▶ [Given instruction] Turn every line of the items below into a numbered list, skipping blank lines and leaving out the pictures.

▶ [Dataset entries]
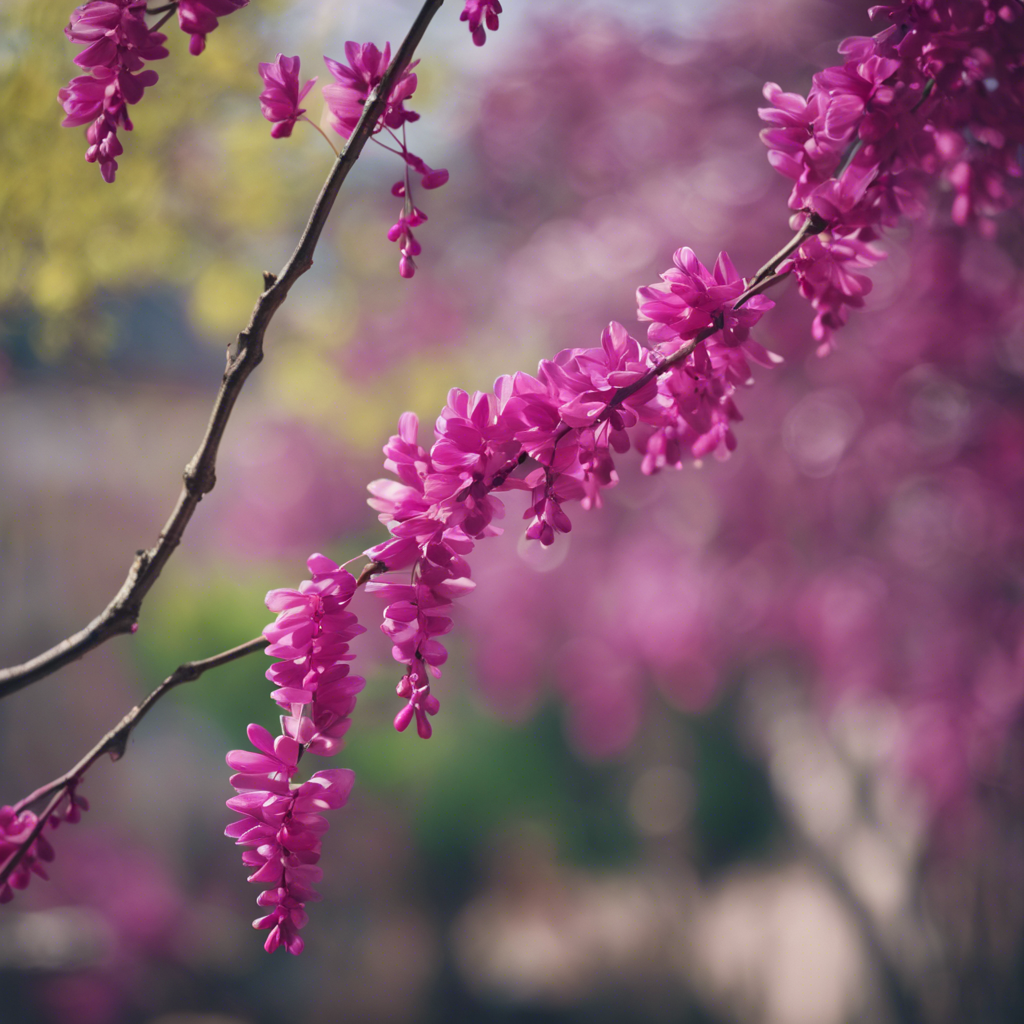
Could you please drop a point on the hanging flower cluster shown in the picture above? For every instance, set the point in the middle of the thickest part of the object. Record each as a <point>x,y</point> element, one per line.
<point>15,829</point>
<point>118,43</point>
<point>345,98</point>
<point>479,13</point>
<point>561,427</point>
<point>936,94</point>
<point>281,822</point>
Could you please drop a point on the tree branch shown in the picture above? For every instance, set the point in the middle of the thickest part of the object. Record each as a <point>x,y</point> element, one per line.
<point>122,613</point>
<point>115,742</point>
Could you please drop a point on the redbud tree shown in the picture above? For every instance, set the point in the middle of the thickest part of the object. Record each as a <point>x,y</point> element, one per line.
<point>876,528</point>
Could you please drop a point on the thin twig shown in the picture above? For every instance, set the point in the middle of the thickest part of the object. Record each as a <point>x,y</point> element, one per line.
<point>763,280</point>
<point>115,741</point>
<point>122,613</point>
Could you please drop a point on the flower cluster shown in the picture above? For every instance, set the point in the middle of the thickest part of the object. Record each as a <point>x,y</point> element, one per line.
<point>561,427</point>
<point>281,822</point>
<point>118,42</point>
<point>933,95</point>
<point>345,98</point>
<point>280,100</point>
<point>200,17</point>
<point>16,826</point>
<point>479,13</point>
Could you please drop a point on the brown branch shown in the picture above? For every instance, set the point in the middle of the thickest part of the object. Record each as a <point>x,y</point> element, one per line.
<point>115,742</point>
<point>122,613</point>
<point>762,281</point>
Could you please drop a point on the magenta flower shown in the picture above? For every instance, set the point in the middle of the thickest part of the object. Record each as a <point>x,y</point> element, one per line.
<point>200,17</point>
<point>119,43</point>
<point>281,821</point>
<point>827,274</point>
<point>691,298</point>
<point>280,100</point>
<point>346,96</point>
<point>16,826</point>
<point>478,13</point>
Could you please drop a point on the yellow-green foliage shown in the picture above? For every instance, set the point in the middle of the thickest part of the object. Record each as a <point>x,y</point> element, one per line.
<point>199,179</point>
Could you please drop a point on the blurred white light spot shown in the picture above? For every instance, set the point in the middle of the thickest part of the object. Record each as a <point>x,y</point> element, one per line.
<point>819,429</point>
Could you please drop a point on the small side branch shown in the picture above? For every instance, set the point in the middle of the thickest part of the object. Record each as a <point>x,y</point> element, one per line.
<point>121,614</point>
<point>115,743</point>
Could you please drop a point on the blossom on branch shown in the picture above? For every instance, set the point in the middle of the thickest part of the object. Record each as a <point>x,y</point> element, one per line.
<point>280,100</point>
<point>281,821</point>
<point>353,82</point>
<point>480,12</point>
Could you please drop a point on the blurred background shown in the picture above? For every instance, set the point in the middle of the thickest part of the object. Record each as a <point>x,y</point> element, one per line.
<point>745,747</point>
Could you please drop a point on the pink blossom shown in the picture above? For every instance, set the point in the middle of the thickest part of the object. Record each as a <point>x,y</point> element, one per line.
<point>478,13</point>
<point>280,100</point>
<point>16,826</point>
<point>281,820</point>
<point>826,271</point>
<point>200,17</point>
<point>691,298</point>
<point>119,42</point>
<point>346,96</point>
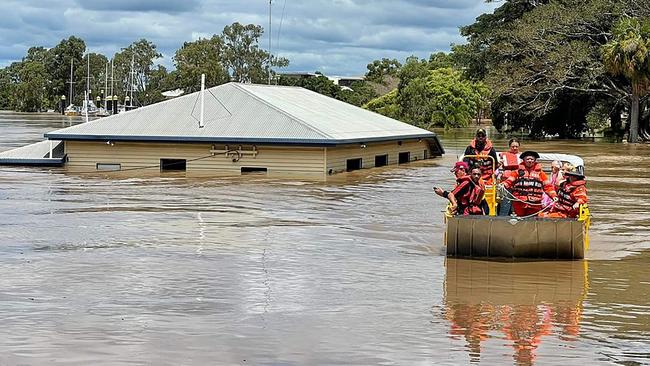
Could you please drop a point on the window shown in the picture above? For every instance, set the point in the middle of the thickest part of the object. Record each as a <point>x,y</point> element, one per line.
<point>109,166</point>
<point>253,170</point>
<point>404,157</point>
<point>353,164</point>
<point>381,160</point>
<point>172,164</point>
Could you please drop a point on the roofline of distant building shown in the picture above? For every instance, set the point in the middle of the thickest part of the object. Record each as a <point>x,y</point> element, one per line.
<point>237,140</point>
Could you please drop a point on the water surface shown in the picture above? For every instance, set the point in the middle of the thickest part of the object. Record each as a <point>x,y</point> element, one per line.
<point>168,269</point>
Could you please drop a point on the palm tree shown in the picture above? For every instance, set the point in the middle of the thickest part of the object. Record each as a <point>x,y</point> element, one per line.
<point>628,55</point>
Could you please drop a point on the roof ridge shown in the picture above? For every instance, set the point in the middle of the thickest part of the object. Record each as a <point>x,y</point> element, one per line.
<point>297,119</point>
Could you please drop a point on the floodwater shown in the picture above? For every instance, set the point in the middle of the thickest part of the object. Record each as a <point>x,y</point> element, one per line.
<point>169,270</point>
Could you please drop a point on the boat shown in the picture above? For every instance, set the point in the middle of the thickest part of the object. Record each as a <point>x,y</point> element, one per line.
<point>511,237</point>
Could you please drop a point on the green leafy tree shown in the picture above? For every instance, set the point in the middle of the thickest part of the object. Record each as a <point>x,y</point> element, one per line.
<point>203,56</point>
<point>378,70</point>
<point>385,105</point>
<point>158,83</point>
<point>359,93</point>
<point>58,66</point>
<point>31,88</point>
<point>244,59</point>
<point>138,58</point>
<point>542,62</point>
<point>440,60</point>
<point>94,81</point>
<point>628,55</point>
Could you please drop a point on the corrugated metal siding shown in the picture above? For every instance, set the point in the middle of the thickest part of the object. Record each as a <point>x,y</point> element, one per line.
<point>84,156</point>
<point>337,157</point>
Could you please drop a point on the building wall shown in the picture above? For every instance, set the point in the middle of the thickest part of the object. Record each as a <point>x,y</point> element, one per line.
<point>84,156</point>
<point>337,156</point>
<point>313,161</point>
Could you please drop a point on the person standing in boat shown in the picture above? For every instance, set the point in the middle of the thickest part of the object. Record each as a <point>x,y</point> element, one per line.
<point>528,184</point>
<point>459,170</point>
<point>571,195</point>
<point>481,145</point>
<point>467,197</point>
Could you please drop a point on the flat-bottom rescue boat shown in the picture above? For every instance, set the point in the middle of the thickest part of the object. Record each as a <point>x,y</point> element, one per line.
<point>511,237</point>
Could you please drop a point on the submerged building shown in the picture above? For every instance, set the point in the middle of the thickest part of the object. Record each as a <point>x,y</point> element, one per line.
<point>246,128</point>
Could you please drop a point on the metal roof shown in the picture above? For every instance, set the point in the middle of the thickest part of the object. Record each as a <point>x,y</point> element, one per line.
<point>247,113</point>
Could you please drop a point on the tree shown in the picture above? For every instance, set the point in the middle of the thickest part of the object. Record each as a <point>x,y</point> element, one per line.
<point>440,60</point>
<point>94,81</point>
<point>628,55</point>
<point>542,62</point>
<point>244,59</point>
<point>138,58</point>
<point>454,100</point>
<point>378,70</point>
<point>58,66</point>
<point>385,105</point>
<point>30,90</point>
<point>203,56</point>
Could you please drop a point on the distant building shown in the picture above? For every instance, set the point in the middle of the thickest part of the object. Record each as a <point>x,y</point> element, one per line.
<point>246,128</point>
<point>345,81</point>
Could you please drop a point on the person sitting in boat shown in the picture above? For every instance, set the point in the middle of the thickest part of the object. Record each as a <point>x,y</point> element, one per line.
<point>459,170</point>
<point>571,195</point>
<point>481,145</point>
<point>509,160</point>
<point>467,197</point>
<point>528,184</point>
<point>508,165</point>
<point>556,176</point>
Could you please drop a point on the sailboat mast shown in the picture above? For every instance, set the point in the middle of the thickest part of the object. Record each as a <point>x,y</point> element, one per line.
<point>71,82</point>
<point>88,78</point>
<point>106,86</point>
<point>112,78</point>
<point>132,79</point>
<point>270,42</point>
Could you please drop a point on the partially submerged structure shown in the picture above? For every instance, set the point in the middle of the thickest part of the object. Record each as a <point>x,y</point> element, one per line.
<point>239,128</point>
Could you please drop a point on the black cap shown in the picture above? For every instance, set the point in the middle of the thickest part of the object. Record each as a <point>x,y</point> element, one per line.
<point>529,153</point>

▶ [Output]
1. Could you please drop a point on the hanging flower cluster shown in the picture above? For every instance, set the point in the middle of the thickest part of the object. Record each as a <point>x,y</point> element, one per line.
2. <point>15,829</point>
3. <point>118,43</point>
4. <point>345,98</point>
5. <point>479,13</point>
6. <point>561,427</point>
7. <point>936,94</point>
8. <point>281,822</point>
9. Could you please drop a point on the tree branch shown in the picture above? For every instance, set the point in the middle of the thickest part of the object. Record each as a <point>x,y</point> element, one per line.
10. <point>122,613</point>
11. <point>115,742</point>
12. Could you please drop a point on the redbud tree shown in the picture above? For every instance, set the point in the middle of the thickest part of the object. Record each as a <point>x,y</point> element, one per line.
13. <point>876,528</point>
14. Could you please drop a point on the thin twig shown in the picture above? For every instance, set the point in the middle of the thickest part of the object. Record each as a <point>x,y</point> element, one per line.
15. <point>763,280</point>
16. <point>115,741</point>
17. <point>122,613</point>
18. Could you please drop a point on the flower cluster shown in the picture above? For every instance, set the point in the middle of the thickest part of the object. Record each as a <point>x,y</point> element, one per line.
19. <point>561,427</point>
20. <point>281,822</point>
21. <point>118,42</point>
22. <point>933,95</point>
23. <point>345,98</point>
24. <point>280,100</point>
25. <point>200,17</point>
26. <point>16,826</point>
27. <point>479,13</point>
28. Could you please drop a point on the brown branch shown in the picture above? For every instance, set the point in the middle of the thickest part of the object. Record each as a <point>x,y</point> element, one per line.
29. <point>115,742</point>
30. <point>122,613</point>
31. <point>762,281</point>
32. Could you please drop a point on the magenta flower shown in the picture above? For every instance, set the point in the middle of the thickest part of the object. Record each as a <point>x,y</point> element, one per line.
33. <point>200,17</point>
34. <point>119,43</point>
35. <point>281,821</point>
36. <point>827,274</point>
37. <point>691,298</point>
38. <point>280,100</point>
39. <point>346,96</point>
40. <point>16,826</point>
41. <point>478,13</point>
42. Could you please drop a point on the yellow-green foliage shown in the picture above? For every instance, set the point in the middle of the thickest part of the object. Record each as a <point>x,y</point> element, one per line.
43. <point>199,179</point>
44. Could you please drop a point on the blurred white light spot shown in the picture above? For every instance, set the point in the middle of the thickest part of the object. Record each as a <point>x,y</point> element, one per line.
45. <point>819,429</point>
46. Could you please drop a point on the small side branch shown in the picture above? For every instance, set the point in the middle of the thickest part of the object. Record each as a <point>x,y</point> element, one per line.
47. <point>121,614</point>
48. <point>115,743</point>
49. Could you please drop a point on the blossom on branch shown in the picture above? For every instance, set the point in the middle of the thickest part of the object. Record each as a <point>x,y</point> element, one per line.
50. <point>280,100</point>
51. <point>281,821</point>
52. <point>353,82</point>
53. <point>480,12</point>
54. Could you please drop a point on the blurred background shown in the picture above? For every instance, set the point in the middle of the thickest part of the object. Record each as a <point>x,y</point> element, one per line.
55. <point>745,747</point>
56. Could you please drop a point on the pink blossom shown in the picture above? For every instance, set the point in the middle of the thickest part of the object. Record each as a <point>x,y</point> element, one per line.
57. <point>478,13</point>
58. <point>280,100</point>
59. <point>16,826</point>
60. <point>281,820</point>
61. <point>826,271</point>
62. <point>200,17</point>
63. <point>691,298</point>
64. <point>119,42</point>
65. <point>346,96</point>
66. Could you please drop a point on the window shown in the picture above? For every instance, set the point in the middle of the thickest part of the object. Record each as a <point>x,y</point> element, one per line.
67. <point>109,166</point>
68. <point>253,170</point>
69. <point>404,157</point>
70. <point>353,164</point>
71. <point>381,160</point>
72. <point>172,164</point>
73. Could you please drop a point on the roofline of distant building shown in the picture above? For every instance, set the point in the middle of the thickest part of the object. Record each as a <point>x,y</point> element, one per line.
74. <point>237,140</point>
75. Could you please drop a point on the water surface shown in the picture above? For every instance, set the point in the middle of the thickest part of the object. Record each as a <point>x,y</point> element, one per line.
76. <point>168,269</point>
77. Could you please drop a point on the palm tree shown in the picture above? For every instance, set the point in the middle of the thickest part of the object. Record each as a <point>x,y</point> element, one per line.
78. <point>628,55</point>
79. Could you please drop a point on the roof ridge shown in the picture above? For every instance, set the point in the middle of the thickest part of the object. Record each as a <point>x,y</point> element, one per line.
80. <point>297,119</point>
81. Could you please drop a point on the floodwater shown in the picture above? For every instance, set the point in the middle of the thickest part of the object. Record each as a <point>x,y</point> element, one per line.
82. <point>169,270</point>
83. Could you please drop a point on the boat shown in the picture above? For every instance, set the point in the middle of the thickest part of the object. Record each as a <point>x,y</point> element, one per line.
84. <point>511,237</point>
85. Could you please drop a point on the green leafy tree shown in the picture above? For every instance, set the point in the middle of the thickest part of the object. Record each as a <point>x,y</point> element, one per line.
86. <point>203,56</point>
87. <point>378,70</point>
88. <point>385,105</point>
89. <point>158,83</point>
90. <point>359,93</point>
91. <point>58,66</point>
92. <point>31,88</point>
93. <point>244,59</point>
94. <point>138,58</point>
95. <point>542,62</point>
96. <point>440,60</point>
97. <point>94,81</point>
98. <point>628,55</point>
99. Could you please drop a point on the corrugated metal siding shown in the picture above? For every instance, set the point in the middle of the thickest part of the object. Record each as a <point>x,y</point> element, one per line.
100. <point>84,156</point>
101. <point>337,157</point>
102. Could you please drop a point on the building wall shown in the picture above? For every instance, set the point in the middle of the thickest part of the object. Record each as a <point>x,y</point> element, one per line.
103. <point>84,156</point>
104. <point>337,156</point>
105. <point>313,161</point>
106. Could you please drop a point on the person standing in boat shown in the picture above? For every instance, set the point in the middle of the thickest part of the object. Record each as a <point>x,y</point> element, one per line.
107. <point>528,184</point>
108. <point>459,170</point>
109. <point>571,195</point>
110. <point>481,145</point>
111. <point>467,197</point>
112. Could you please drop a point on the flat-bottom rescue boat shown in the picture above? For every instance, set the point in the middle of the thickest part of the object. Record each as a <point>x,y</point> element, one per line.
113. <point>511,237</point>
114. Could you please drop a point on the submerged building shown in the picture above? For every instance, set the point in the middle of the thickest part of the object. Record each as a <point>x,y</point> element, one per line.
115. <point>246,128</point>
116. Could you please drop a point on the metal roof shown in the picture above? For every instance, set the point in the middle of the thickest part of the object. Record each as a <point>x,y</point> element, one per line.
117. <point>247,113</point>
118. Could you please drop a point on the tree shown in the picture above? For every instance, set the point in the middle of the thickest part of the object. Record each as a <point>x,y</point> element, one per line.
119. <point>440,60</point>
120. <point>94,81</point>
121. <point>628,55</point>
122. <point>542,62</point>
123. <point>244,59</point>
124. <point>138,58</point>
125. <point>454,100</point>
126. <point>378,70</point>
127. <point>58,66</point>
128. <point>385,105</point>
129. <point>30,90</point>
130. <point>203,56</point>
131. Could you please drop a point on the distant building shown in the picture above? For every instance, set the point in the middle of the thickest part of the object. Record each as a <point>x,y</point> element, one per line.
132. <point>246,128</point>
133. <point>345,81</point>
134. Could you please drop a point on the person sitting in boat shown in the picture above? For every instance, set the point in the middle of the thickest part of the object. Record each as a <point>x,y</point> element, one per line.
135. <point>459,170</point>
136. <point>571,195</point>
137. <point>481,145</point>
138. <point>509,160</point>
139. <point>467,197</point>
140. <point>528,184</point>
141. <point>508,165</point>
142. <point>556,176</point>
143. Could you please drop a point on the sailboat mast shown in the picture above? For every instance, set the point in the middle of the thickest part of the object. Record each as a <point>x,y</point> element, one per line.
144. <point>71,82</point>
145. <point>88,78</point>
146. <point>106,86</point>
147. <point>112,78</point>
148. <point>132,79</point>
149. <point>270,42</point>
150. Could you please drop a point on the partially submerged structure shown in the picture above? For every instance, set the point in the middle of the thickest part of the object. Record each as a <point>x,y</point> element, one per line.
151. <point>239,128</point>
152. Could you please drop a point on the black cap shown in the picture above? For every instance, set the point in the middle of the thickest part of the object. Record each as a <point>x,y</point> element, one per line.
153. <point>529,153</point>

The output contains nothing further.